[[ Extracted text, beginning ]]

Firefighters Union Advocates for Total U.S. Asbestos Ban

Asbestos Exposure & Bans

A representative of the International Association of Fire Fighters appeared before a congressional subcommittee recently to push for a total ban of asbestos in the United States. The IAFF represents thousands of firefighters in the U.S. and Canada.

The labor union is supporting the Alan Reinstein Ban Asbestos Now Act of 2023, which would amend the federal Toxic Substances Control Act. The bill is named for Reinstein, who died in 2006 from mesothelioma after he was exposed to asbestos.

If passed, the legislation would prohibit the use and importation of all six types of asbestos. More than 70 countries have already created a similar ban to eliminate all asbestos

Firefighters are regularly exposed to airborne asbestos fibers as they respond to fires and other hazardous situations, making them 200 times more likely to develop related illnesses than the general public,” said IAFF Governmental Affairs Representative Greg Russell. “Occupational cancers have become the leading cause of death among firefighters, and as a response, this union is fully committed to addressing this life-threatening issue head-on.”

[[ Extracted text, end ]]
[[ Supplied records, beginning ]]

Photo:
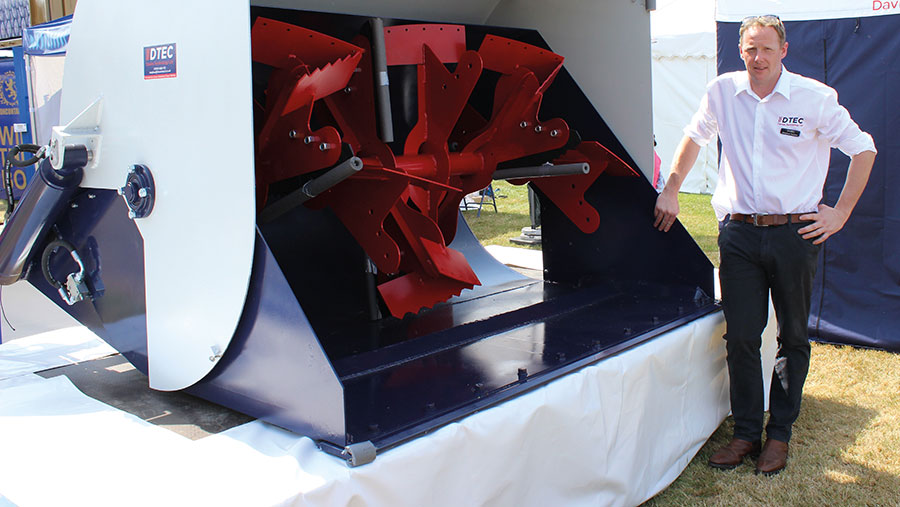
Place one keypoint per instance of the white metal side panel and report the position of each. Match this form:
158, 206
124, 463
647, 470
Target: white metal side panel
195, 133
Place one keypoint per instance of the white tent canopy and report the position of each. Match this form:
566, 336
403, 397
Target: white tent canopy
683, 47
799, 10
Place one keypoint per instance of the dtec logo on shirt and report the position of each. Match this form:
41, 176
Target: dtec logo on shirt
790, 121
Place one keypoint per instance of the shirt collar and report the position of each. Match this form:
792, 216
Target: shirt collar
783, 86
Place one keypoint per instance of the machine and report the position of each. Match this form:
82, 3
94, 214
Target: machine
266, 214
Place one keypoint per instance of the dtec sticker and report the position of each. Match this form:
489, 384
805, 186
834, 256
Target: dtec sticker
159, 61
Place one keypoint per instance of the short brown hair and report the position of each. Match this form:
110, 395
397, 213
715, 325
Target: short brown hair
764, 20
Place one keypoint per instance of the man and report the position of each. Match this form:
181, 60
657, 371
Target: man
776, 129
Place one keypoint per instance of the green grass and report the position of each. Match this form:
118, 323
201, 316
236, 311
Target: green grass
846, 444
698, 218
496, 228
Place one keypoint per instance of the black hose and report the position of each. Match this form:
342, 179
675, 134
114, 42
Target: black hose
45, 259
8, 174
7, 185
29, 148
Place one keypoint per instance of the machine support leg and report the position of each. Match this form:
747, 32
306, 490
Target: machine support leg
311, 189
382, 87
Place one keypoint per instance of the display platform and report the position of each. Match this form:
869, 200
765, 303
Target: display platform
613, 433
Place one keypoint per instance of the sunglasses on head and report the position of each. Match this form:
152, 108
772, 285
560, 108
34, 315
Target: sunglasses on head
765, 18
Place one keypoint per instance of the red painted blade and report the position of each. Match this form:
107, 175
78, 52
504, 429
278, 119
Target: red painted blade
403, 43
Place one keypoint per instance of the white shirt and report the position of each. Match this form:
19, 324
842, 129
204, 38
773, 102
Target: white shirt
776, 149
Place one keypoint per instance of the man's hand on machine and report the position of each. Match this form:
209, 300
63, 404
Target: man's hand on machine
666, 211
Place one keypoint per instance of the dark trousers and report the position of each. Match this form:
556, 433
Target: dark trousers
755, 261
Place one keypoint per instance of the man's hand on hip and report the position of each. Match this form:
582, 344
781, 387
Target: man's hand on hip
666, 210
826, 222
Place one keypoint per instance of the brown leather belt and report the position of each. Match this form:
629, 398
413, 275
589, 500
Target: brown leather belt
761, 220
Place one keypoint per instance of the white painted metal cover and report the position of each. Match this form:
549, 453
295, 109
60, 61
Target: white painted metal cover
191, 124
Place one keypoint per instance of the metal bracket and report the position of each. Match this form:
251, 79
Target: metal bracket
360, 453
84, 129
74, 289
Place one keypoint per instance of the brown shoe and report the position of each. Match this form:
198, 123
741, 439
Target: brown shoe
733, 454
773, 458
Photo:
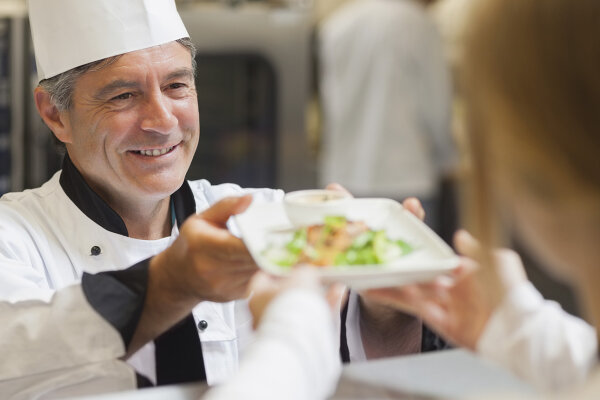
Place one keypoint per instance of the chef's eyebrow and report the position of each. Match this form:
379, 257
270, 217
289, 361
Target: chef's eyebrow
185, 73
114, 86
120, 84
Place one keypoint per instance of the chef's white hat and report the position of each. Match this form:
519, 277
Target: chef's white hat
70, 33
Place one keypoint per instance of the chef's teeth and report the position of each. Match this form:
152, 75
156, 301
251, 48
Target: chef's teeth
156, 152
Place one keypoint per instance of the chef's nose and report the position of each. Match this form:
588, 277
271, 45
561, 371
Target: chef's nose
158, 114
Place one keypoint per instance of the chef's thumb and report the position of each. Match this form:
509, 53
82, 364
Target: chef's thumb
220, 212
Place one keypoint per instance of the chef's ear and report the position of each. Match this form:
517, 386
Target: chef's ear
57, 121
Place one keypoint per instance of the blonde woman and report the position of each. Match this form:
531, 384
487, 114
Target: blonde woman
532, 88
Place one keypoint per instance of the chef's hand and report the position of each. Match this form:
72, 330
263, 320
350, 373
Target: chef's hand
265, 288
458, 307
206, 261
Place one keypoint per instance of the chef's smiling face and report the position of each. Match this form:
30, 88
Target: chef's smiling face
133, 127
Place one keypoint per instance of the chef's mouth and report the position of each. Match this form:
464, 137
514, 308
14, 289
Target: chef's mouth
155, 152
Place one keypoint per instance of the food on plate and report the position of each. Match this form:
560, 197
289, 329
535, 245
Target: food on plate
337, 242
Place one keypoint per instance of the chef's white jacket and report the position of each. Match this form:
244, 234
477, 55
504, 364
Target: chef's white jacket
46, 244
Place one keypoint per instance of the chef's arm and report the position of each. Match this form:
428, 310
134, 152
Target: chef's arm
206, 262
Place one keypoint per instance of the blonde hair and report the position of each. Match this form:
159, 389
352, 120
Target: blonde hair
536, 63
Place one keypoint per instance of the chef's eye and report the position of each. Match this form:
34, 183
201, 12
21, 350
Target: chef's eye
177, 85
123, 96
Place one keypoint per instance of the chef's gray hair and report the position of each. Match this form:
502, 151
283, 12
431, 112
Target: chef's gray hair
61, 87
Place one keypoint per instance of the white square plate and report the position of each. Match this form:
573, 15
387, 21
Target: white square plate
266, 224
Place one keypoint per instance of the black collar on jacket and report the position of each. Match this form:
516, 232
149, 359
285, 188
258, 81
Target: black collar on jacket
92, 205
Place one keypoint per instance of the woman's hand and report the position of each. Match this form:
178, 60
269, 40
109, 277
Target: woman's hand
458, 306
265, 288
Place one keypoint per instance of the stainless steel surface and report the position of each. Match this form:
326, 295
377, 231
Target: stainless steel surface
438, 375
18, 100
283, 37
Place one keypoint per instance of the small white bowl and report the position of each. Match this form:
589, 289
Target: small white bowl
309, 207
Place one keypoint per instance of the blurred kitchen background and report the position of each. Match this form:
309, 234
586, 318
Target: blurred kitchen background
261, 107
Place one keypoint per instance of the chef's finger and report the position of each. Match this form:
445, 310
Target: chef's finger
466, 244
413, 205
220, 212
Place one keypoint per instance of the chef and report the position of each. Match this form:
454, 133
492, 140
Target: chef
117, 88
101, 250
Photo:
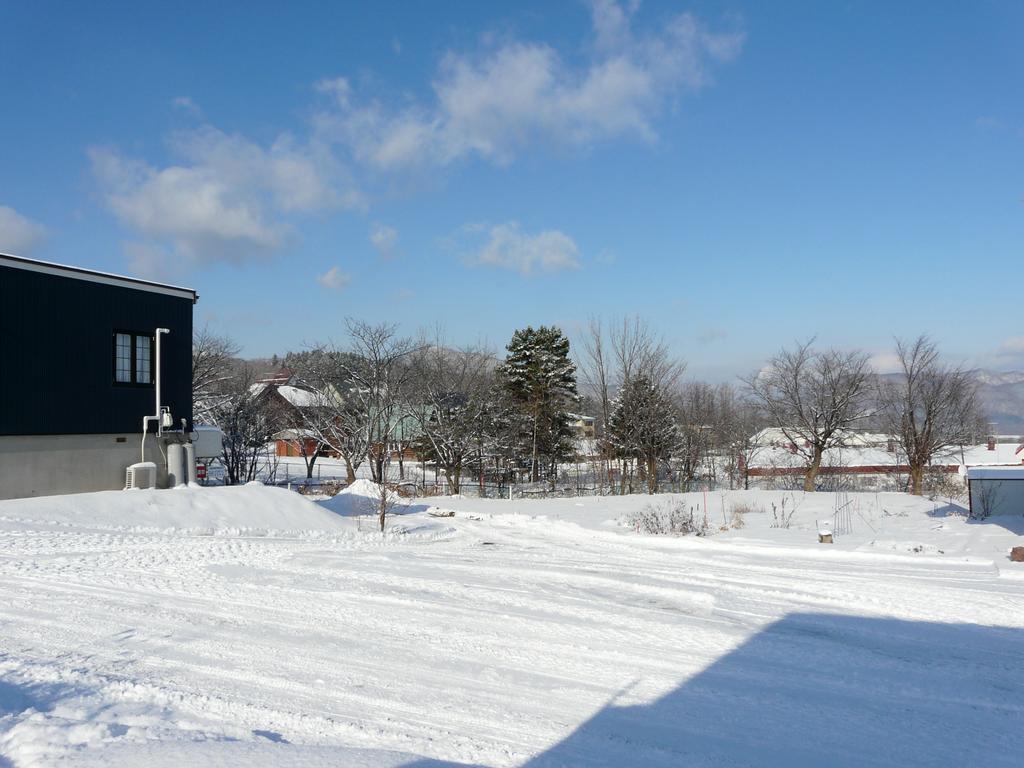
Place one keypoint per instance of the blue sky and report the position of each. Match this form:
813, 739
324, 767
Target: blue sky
741, 174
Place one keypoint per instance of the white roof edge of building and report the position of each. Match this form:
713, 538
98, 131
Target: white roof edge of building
92, 275
995, 473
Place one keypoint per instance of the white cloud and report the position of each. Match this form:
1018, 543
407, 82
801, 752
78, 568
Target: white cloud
18, 235
1012, 347
886, 363
227, 199
334, 279
152, 262
186, 104
516, 94
509, 248
711, 335
384, 240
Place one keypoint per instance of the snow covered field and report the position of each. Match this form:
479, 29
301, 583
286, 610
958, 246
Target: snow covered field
251, 627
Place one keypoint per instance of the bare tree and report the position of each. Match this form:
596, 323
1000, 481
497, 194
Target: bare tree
643, 426
697, 416
213, 365
928, 408
339, 417
452, 389
628, 351
380, 377
740, 433
814, 397
248, 422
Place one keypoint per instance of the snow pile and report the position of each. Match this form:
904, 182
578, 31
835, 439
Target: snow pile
361, 498
252, 508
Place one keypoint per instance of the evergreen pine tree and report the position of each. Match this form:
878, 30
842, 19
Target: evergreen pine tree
540, 380
642, 426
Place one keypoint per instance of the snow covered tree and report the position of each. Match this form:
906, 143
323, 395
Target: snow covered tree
248, 422
213, 365
339, 418
540, 379
643, 426
928, 407
451, 391
814, 397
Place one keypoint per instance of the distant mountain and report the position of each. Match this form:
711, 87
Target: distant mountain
1003, 399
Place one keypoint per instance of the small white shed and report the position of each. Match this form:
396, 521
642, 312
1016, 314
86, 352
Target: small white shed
995, 491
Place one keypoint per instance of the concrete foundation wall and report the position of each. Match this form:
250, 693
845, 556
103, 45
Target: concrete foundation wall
996, 497
46, 465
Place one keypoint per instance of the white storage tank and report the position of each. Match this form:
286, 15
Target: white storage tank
140, 475
208, 442
176, 474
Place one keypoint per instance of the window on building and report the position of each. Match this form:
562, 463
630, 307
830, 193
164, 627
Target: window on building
132, 358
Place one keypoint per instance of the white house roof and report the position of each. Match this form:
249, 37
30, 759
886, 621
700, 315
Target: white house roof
995, 473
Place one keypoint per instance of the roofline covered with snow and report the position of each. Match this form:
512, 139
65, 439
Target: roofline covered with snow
92, 275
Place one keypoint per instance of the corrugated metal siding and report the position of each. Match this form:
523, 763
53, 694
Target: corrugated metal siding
56, 354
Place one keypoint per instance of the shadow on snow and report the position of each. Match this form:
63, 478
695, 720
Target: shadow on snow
817, 689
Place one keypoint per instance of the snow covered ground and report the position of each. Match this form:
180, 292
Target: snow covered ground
249, 626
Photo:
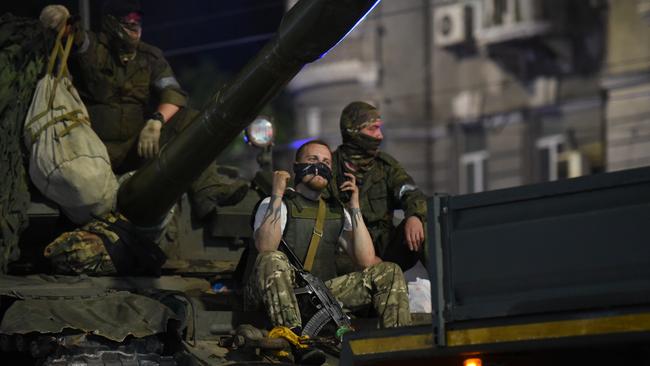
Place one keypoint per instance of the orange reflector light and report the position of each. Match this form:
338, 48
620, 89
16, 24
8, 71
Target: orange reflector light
472, 362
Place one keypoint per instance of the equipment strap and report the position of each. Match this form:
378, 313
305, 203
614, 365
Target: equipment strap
316, 235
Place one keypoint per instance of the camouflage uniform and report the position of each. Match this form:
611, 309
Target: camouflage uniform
384, 186
382, 286
118, 94
273, 278
104, 247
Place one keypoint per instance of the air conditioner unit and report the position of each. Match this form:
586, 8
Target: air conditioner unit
451, 24
504, 21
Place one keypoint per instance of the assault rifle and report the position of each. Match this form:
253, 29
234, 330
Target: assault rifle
327, 308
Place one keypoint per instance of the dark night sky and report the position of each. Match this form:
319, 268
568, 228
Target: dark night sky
227, 32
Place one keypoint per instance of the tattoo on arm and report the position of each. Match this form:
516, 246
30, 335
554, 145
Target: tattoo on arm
356, 217
272, 213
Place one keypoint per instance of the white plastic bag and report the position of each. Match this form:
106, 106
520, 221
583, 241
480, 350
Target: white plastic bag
68, 162
420, 295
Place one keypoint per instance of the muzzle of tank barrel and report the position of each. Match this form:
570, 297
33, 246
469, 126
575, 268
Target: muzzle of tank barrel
307, 32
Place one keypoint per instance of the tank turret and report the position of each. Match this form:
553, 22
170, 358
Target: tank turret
307, 32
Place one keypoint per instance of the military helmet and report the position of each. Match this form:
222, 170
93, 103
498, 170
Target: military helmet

[[ Supplied records, end ]]

• [Task statement]:
In the article on the firefighters union and the asbestos ban, what illness did Alan Reinstein die from, and in what year?

• [Written solution]:
Mesothelioma, in 2006.